(Dataset items)
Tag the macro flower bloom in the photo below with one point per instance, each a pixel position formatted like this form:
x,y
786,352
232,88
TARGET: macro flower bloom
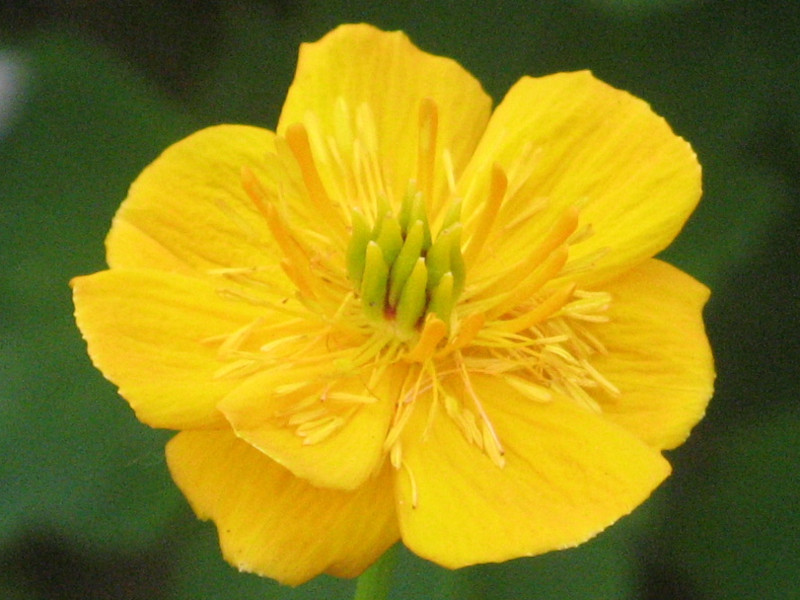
x,y
403,316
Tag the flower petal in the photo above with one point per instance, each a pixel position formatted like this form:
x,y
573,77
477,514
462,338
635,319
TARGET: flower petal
x,y
568,474
188,211
273,523
358,65
330,434
571,140
658,353
145,332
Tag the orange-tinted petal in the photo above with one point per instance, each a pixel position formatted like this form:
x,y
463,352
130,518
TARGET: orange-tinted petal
x,y
145,332
330,434
188,211
357,66
571,140
568,474
658,353
274,524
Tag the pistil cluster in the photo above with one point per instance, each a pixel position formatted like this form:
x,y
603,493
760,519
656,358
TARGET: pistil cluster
x,y
400,271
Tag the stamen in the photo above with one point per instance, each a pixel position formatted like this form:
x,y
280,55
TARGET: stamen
x,y
487,216
561,230
433,332
545,309
296,262
528,288
297,138
497,452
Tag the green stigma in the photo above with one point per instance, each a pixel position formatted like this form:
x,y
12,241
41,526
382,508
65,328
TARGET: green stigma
x,y
400,271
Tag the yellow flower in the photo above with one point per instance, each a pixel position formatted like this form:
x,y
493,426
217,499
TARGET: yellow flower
x,y
405,316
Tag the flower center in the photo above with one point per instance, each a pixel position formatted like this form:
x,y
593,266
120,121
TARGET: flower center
x,y
400,272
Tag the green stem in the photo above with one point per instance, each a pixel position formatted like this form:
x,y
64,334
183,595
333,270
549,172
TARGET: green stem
x,y
375,582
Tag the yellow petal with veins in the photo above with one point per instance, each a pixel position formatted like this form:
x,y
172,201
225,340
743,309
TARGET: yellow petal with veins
x,y
188,211
330,433
657,353
358,65
568,474
274,524
147,332
569,140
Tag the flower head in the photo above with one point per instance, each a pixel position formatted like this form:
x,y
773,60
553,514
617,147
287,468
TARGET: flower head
x,y
405,316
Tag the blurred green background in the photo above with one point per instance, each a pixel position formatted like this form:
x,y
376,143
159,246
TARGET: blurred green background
x,y
91,91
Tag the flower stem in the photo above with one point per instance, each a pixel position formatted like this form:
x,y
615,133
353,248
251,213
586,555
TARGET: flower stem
x,y
375,582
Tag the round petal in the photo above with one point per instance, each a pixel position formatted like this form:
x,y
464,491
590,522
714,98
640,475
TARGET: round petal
x,y
329,433
658,353
274,524
570,140
358,67
568,474
145,331
188,211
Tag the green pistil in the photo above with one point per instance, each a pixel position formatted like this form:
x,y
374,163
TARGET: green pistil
x,y
400,272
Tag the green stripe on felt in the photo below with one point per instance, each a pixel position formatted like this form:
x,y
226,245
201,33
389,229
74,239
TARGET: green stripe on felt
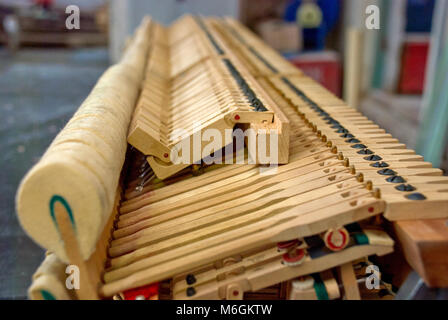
x,y
47,295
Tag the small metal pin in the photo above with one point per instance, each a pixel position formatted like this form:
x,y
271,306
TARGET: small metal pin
x,y
360,177
377,193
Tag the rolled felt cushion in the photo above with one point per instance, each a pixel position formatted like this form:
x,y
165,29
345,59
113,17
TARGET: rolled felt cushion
x,y
49,281
81,168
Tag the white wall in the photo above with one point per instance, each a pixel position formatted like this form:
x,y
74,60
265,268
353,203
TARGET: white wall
x,y
125,15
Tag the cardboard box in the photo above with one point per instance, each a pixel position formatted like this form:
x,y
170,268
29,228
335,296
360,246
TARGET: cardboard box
x,y
280,35
323,66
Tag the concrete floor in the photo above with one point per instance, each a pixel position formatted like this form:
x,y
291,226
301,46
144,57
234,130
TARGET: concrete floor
x,y
40,89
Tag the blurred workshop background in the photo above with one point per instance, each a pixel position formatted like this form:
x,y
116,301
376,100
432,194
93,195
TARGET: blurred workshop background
x,y
397,75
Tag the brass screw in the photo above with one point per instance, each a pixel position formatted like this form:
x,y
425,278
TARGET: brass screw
x,y
360,177
377,193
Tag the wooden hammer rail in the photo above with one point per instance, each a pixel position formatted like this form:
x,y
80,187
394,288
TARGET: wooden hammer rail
x,y
214,92
235,275
142,265
415,189
359,139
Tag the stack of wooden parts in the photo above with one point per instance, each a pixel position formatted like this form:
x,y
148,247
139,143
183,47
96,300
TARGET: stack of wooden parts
x,y
226,231
193,84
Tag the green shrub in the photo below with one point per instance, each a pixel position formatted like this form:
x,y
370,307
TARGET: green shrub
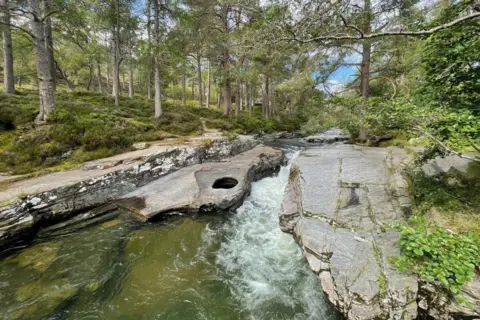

== WRITTEN PROBLEM ==
Find each line in the records above that contains the word "blurred" and copy every such line.

== SOLUTION FOR THIS PROBLEM ==
Tag the blurred green background in the photo above with one point per instance, each a pixel position formatted like this form:
TARGET: blurred green background
Tag the blurred workshop background in the photo above with one point per instance, each a pixel position formatted like this form:
TARGET: blurred workshop background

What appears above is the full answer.